[Begin Data for the task]

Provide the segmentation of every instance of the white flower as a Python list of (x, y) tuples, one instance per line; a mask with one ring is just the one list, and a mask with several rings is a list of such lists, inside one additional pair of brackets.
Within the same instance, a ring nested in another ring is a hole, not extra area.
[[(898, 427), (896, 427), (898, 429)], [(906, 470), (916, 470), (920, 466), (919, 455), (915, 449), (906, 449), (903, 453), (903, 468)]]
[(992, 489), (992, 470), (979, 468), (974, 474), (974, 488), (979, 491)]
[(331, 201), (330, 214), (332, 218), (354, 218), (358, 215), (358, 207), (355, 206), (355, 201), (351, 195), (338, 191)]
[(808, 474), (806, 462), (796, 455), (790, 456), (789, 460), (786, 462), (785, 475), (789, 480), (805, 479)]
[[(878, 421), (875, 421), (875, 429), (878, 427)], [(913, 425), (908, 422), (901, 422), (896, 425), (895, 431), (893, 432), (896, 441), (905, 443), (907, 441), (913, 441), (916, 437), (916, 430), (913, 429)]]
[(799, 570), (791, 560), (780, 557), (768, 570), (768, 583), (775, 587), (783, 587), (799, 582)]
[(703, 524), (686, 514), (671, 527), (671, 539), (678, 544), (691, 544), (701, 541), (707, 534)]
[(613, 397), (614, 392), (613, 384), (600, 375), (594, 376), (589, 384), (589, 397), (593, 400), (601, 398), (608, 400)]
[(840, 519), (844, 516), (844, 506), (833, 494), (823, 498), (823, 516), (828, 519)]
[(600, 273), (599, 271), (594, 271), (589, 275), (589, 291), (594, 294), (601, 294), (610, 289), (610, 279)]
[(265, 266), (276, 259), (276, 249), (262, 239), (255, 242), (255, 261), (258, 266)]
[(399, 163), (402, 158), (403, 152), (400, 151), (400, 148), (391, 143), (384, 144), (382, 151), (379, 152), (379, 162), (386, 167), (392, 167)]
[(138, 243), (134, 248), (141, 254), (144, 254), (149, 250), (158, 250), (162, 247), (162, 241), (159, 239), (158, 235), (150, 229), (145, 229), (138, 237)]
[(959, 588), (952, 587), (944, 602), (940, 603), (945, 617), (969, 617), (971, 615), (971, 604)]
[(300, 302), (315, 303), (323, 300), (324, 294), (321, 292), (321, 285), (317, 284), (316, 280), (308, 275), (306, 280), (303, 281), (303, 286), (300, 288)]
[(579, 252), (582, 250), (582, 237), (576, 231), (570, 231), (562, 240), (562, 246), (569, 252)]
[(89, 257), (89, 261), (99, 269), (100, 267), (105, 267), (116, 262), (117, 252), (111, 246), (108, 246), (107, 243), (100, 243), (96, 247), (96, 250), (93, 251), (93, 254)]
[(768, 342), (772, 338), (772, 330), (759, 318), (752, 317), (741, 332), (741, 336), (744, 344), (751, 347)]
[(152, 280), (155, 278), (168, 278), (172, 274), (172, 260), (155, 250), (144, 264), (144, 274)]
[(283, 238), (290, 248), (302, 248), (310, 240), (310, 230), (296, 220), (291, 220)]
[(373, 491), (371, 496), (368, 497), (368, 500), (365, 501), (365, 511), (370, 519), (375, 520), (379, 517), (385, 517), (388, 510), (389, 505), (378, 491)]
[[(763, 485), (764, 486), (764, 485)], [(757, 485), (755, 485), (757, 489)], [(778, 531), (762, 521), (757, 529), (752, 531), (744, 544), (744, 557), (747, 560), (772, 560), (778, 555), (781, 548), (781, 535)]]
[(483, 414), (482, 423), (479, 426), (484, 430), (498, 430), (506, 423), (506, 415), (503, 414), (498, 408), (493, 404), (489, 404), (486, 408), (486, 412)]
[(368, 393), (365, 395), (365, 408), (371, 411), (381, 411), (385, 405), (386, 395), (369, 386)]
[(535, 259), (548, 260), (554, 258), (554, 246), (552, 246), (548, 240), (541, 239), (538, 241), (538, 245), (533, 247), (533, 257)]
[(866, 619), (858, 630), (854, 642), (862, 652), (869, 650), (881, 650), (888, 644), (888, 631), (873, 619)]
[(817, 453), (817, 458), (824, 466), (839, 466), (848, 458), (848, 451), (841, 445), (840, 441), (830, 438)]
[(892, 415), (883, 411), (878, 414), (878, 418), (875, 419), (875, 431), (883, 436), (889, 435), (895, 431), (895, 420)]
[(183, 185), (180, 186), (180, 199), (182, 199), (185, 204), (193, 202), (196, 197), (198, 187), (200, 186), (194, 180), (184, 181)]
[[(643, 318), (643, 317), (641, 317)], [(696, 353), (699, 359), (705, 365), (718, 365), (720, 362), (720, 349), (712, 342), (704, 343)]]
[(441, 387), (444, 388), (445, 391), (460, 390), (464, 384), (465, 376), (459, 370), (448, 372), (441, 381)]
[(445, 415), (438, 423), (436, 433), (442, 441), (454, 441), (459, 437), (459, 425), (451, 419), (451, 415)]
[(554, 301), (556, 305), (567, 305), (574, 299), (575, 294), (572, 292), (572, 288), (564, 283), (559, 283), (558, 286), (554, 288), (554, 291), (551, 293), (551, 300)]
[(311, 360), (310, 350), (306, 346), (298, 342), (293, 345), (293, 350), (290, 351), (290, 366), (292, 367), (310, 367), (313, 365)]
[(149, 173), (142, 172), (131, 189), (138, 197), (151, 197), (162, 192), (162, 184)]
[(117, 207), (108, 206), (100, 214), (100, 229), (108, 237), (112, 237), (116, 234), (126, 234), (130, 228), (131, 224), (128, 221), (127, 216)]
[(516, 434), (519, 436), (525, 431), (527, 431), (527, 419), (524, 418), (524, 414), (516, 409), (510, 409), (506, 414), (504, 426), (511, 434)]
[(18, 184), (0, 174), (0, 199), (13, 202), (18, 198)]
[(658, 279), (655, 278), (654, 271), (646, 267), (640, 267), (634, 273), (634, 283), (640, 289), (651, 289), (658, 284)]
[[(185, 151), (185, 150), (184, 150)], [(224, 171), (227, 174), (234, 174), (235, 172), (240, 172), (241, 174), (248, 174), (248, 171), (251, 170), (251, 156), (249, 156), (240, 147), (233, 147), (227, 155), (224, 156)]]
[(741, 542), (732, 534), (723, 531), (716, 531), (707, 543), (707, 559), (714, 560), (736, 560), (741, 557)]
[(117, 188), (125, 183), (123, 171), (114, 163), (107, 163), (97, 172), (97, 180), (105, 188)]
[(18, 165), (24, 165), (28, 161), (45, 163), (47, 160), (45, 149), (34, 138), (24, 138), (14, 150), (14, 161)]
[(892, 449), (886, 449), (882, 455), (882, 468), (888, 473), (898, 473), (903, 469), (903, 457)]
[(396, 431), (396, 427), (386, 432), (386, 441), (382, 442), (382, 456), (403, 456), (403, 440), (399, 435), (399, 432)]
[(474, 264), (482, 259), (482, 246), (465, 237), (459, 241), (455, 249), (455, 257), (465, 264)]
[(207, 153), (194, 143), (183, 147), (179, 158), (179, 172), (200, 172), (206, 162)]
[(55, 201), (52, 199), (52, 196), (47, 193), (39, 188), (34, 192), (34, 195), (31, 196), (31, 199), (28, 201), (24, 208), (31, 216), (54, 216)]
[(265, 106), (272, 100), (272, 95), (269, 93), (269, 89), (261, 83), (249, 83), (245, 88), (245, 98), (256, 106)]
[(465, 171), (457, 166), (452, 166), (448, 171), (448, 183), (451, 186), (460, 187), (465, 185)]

[End Data for the task]

» **Work to complete**
Put every line of the entries above into a Markdown table with two columns, Row and Line: number each row and leave out blank lines.

» **Solution for this exercise**
| Row | Line |
|---|---|
| 1 | Provide the segmentation of every instance of the white flower as a Python list of (x, y) tuples, one instance per line; a mask with one ring is just the one list, and a mask with several rings is a list of such lists, inside one additional pair of brackets. |
| 2 | Within the same instance, a ring nested in another ring is a hole, not extra area. |
| 3 | [[(898, 427), (896, 427), (898, 429)], [(906, 470), (916, 470), (920, 466), (919, 455), (915, 449), (906, 449), (903, 453), (903, 468)]] |
| 4 | [(992, 489), (992, 470), (979, 468), (974, 474), (974, 488), (979, 491)] |
| 5 | [(331, 201), (330, 214), (332, 218), (354, 218), (358, 215), (358, 207), (355, 206), (355, 201), (351, 195), (338, 191)] |
| 6 | [(808, 474), (806, 462), (796, 455), (790, 456), (789, 460), (786, 462), (785, 475), (789, 480), (805, 479)] |
| 7 | [[(878, 421), (875, 421), (875, 429), (878, 427)], [(913, 425), (908, 422), (901, 422), (896, 425), (895, 431), (893, 432), (896, 441), (905, 443), (907, 441), (913, 441), (916, 437), (916, 430), (913, 429)]] |
| 8 | [(799, 570), (791, 560), (780, 557), (768, 570), (768, 583), (775, 587), (783, 587), (799, 582)] |
| 9 | [(703, 524), (686, 514), (671, 527), (671, 539), (678, 544), (691, 544), (701, 541), (707, 534)] |
| 10 | [(613, 397), (614, 392), (613, 384), (600, 375), (594, 376), (589, 384), (589, 397), (593, 400), (601, 398), (608, 400)] |
| 11 | [(840, 519), (844, 516), (844, 506), (833, 494), (823, 498), (823, 516), (828, 519)] |
| 12 | [(600, 273), (599, 271), (594, 271), (589, 275), (589, 291), (594, 294), (601, 294), (610, 289), (610, 279)] |
| 13 | [(265, 266), (276, 259), (276, 249), (262, 239), (255, 242), (255, 261), (258, 266)] |
| 14 | [(399, 163), (402, 158), (403, 152), (400, 151), (400, 148), (391, 143), (384, 144), (382, 151), (379, 152), (379, 162), (386, 167), (392, 167)] |
| 15 | [(138, 243), (134, 248), (141, 254), (144, 254), (149, 250), (158, 250), (162, 247), (162, 241), (159, 239), (158, 235), (150, 229), (145, 229), (138, 237)] |
| 16 | [(959, 588), (952, 587), (944, 602), (940, 603), (945, 617), (969, 617), (971, 615), (971, 604)] |
| 17 | [(300, 302), (315, 303), (323, 300), (324, 294), (321, 292), (321, 285), (317, 284), (316, 280), (308, 275), (306, 280), (303, 281), (303, 286), (300, 288)] |
| 18 | [(579, 252), (582, 250), (582, 237), (576, 231), (570, 231), (562, 240), (562, 246), (569, 252)] |
| 19 | [(89, 257), (89, 261), (99, 269), (100, 267), (105, 267), (116, 262), (117, 252), (111, 246), (108, 246), (107, 243), (100, 243), (96, 247), (96, 250), (93, 251), (93, 254)] |
| 20 | [(768, 342), (772, 338), (772, 330), (759, 318), (752, 317), (741, 332), (741, 336), (744, 344), (751, 347)] |
| 21 | [(152, 280), (155, 278), (168, 278), (172, 274), (172, 260), (155, 250), (144, 264), (144, 274)] |
| 22 | [(283, 238), (290, 248), (302, 248), (310, 240), (310, 230), (296, 220), (291, 220)] |
| 23 | [(373, 491), (371, 496), (368, 497), (368, 500), (365, 501), (365, 511), (370, 519), (375, 520), (379, 517), (385, 517), (388, 510), (389, 505), (378, 491)] |
| 24 | [[(763, 485), (764, 486), (764, 485)], [(757, 485), (755, 485), (757, 489)], [(778, 531), (762, 521), (757, 529), (752, 531), (744, 544), (744, 557), (747, 560), (772, 560), (778, 555), (781, 548), (781, 535)]] |
| 25 | [(483, 414), (482, 423), (479, 426), (484, 430), (498, 430), (506, 423), (506, 415), (503, 414), (498, 408), (493, 404), (489, 404), (486, 408), (486, 412)] |
| 26 | [(368, 393), (365, 395), (365, 408), (371, 411), (381, 411), (385, 405), (386, 395), (369, 386)] |
| 27 | [(535, 259), (548, 260), (554, 258), (554, 246), (552, 246), (548, 240), (541, 239), (538, 241), (538, 245), (533, 247), (533, 257)] |
| 28 | [(866, 619), (858, 630), (854, 642), (862, 652), (869, 650), (881, 650), (888, 644), (888, 631), (873, 619)] |
| 29 | [(817, 453), (817, 458), (824, 466), (839, 466), (848, 458), (848, 451), (841, 445), (840, 441), (830, 438)] |
| 30 | [(892, 415), (883, 411), (878, 414), (878, 418), (875, 419), (875, 431), (883, 436), (889, 435), (895, 431), (895, 420)] |
| 31 | [(183, 185), (180, 186), (180, 199), (182, 199), (185, 204), (193, 202), (196, 197), (198, 187), (200, 186), (194, 180), (184, 181)] |
| 32 | [[(643, 318), (643, 317), (641, 317)], [(696, 353), (699, 359), (705, 365), (718, 365), (720, 362), (720, 349), (712, 342), (704, 343)]] |
| 33 | [(441, 387), (444, 388), (445, 391), (460, 390), (464, 384), (465, 376), (459, 370), (448, 372), (441, 381)] |
| 34 | [(445, 415), (438, 423), (436, 433), (442, 441), (454, 441), (459, 437), (459, 425), (451, 419), (451, 415)] |
| 35 | [(554, 301), (556, 305), (567, 305), (574, 299), (575, 294), (572, 292), (572, 288), (564, 283), (559, 283), (558, 286), (554, 288), (554, 291), (551, 293), (551, 300)] |
| 36 | [(311, 360), (310, 350), (306, 346), (298, 342), (293, 345), (293, 350), (290, 351), (290, 366), (292, 367), (310, 367), (313, 365)] |
| 37 | [(149, 173), (142, 172), (131, 189), (138, 197), (151, 197), (162, 192), (162, 184)] |
| 38 | [(117, 207), (108, 206), (100, 214), (100, 229), (108, 237), (112, 237), (116, 234), (126, 234), (130, 228), (131, 224), (128, 221), (127, 216)] |
| 39 | [(516, 434), (519, 436), (525, 431), (527, 431), (527, 419), (524, 418), (524, 414), (516, 409), (510, 409), (506, 414), (504, 426), (511, 434)] |
| 40 | [(18, 184), (0, 174), (0, 199), (13, 202), (18, 198)] |
| 41 | [(658, 279), (655, 278), (654, 271), (646, 267), (640, 267), (634, 273), (634, 283), (640, 289), (651, 289), (658, 284)] |
| 42 | [[(185, 151), (185, 150), (184, 150)], [(224, 171), (227, 174), (234, 174), (235, 172), (240, 172), (241, 174), (248, 174), (248, 171), (251, 170), (251, 156), (249, 156), (240, 147), (233, 147), (227, 155), (224, 156)]] |
| 43 | [(741, 542), (732, 534), (723, 531), (716, 531), (707, 543), (707, 559), (714, 560), (736, 560), (741, 557)] |
| 44 | [(117, 188), (125, 183), (123, 171), (114, 163), (107, 163), (97, 172), (97, 180), (105, 188)] |
| 45 | [(18, 165), (24, 165), (28, 161), (45, 163), (47, 160), (45, 149), (34, 138), (24, 138), (14, 150), (14, 161)] |
| 46 | [(892, 449), (886, 449), (882, 455), (882, 468), (888, 473), (898, 473), (903, 469), (903, 457)] |
| 47 | [(396, 431), (396, 427), (386, 432), (386, 441), (382, 442), (382, 456), (403, 456), (403, 440), (399, 435), (399, 432)] |
| 48 | [(474, 264), (482, 259), (482, 246), (465, 237), (459, 241), (455, 249), (455, 257), (465, 264)] |
| 49 | [(207, 153), (194, 143), (183, 147), (179, 158), (179, 172), (200, 172), (206, 162)] |
| 50 | [(55, 201), (52, 199), (52, 196), (47, 193), (39, 188), (34, 192), (34, 195), (31, 196), (31, 199), (28, 201), (24, 208), (31, 216), (54, 216)] |
| 51 | [(265, 106), (272, 100), (272, 95), (269, 93), (269, 89), (261, 83), (249, 83), (245, 88), (245, 98), (256, 106)] |
| 52 | [(465, 171), (457, 166), (452, 166), (448, 171), (448, 183), (451, 186), (460, 187), (465, 185)] |